Travail à faire:
1 - Selon le texte sur les emballages en plastique, sur quelle période la filière du snacking doit-elle se fixer des objectifs de réduction, de réemploi et de recyclage ?
2 - Recopiez fidèlement, dans le texte sur les emballages en plastique, tout ce qui va de « Le snacking, gourmand » jusqu'à « la Transition écologique. » inclus.
++++ Texte cité
Mais cette réglementation est affaiblie par de trop nombreuses exceptions (1) concédées face au lobbying de l’industrie de la plasturgie et des filières fruits et légumes, qui ont tenté de s’opposer à cette loi par des recours devant le Conseil d’État (une décision est attendue d’ici fin juillet). Une trentaine de produits, parmi lesquels les endives, les petites carottes, les épinards et l’oseille, les asperges, les brocolis, les pommes de terre primeur, les carottes primeur, la salade et les cerises, pourtant couramment vendus en vrac, sont ainsi dispensés de se conformer à la loi.

Le snacking, gourmand en plastique, est une autre exemption. S’ils sont épluchés, lavés ou découpés, les fruits et légumes vendus prêts à consommer peuvent être conditionnés dans une boîte ou une barquette en plastique. Conséquence, une quantité croissante d’emballages jetables, à rebours de ce qu’il faudrait faire ! Dans le cadre de la stratégie nationale pour la réduction, le réemploi et le recyclage des emballages en plastique à usage unique (dite « SN3R ») prévue par la loi Agec, cette filière doit se fixer des objectifs de réduction, réemploi et recyclage sur la période 2021-2025. « Un premier bilan est en cours d’élaboration », selon le ministère de la Transition écologique.
++++++++
++++ Données fournies
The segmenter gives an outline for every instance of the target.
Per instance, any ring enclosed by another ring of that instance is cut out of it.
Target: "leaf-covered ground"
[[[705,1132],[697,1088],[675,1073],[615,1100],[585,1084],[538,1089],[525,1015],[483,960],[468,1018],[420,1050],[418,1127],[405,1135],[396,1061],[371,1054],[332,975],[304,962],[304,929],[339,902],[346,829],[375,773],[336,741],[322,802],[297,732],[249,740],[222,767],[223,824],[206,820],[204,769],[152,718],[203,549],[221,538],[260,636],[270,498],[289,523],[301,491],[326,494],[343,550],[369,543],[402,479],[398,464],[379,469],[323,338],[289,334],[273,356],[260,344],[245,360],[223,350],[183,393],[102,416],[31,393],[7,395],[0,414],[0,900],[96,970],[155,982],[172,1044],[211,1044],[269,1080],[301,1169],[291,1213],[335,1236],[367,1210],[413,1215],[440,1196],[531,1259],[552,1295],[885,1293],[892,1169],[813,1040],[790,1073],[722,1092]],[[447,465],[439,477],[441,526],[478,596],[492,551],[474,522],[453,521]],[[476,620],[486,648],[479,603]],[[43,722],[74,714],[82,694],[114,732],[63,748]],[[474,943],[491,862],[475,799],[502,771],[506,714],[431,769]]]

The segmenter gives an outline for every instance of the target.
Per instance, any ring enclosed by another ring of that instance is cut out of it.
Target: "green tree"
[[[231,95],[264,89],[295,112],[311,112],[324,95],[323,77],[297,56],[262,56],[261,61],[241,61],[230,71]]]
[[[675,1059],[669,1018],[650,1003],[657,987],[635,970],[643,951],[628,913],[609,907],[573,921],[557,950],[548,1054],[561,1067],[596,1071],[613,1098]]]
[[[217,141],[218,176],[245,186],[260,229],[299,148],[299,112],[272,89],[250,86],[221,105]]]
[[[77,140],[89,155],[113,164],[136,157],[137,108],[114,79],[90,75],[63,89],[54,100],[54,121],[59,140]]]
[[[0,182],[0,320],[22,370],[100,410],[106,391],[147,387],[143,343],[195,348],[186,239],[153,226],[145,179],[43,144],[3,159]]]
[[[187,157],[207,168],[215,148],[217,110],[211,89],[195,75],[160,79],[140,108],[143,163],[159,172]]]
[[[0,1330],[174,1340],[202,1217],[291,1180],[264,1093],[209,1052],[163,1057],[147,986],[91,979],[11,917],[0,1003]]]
++++++++
Réponses dans l'ordre:
1 - Sur la période 2021-2025.

2 -
Le snacking, gourmand en plastique, est une autre exemption. S’ils sont épluchés, lavés ou découpés, les fruits et légumes vendus prêts à consommer peuvent être conditionnés dans une boîte ou une barquette en plastique. Conséquence, une quantité croissante d’emballages jetables, à rebours de ce qu’il faudrait faire ! Dans le cadre de la stratégie nationale pour la réduction, le réemploi et le recyclage des emballages en plastique à usage unique (dite « SN3R ») prévue par la loi Agec, cette filière doit se fixer des objectifs de réduction, réemploi et recyclage sur la période 2021-2025. « Un premier bilan est en cours d’élaboration », selon le ministère de la Transition écologique.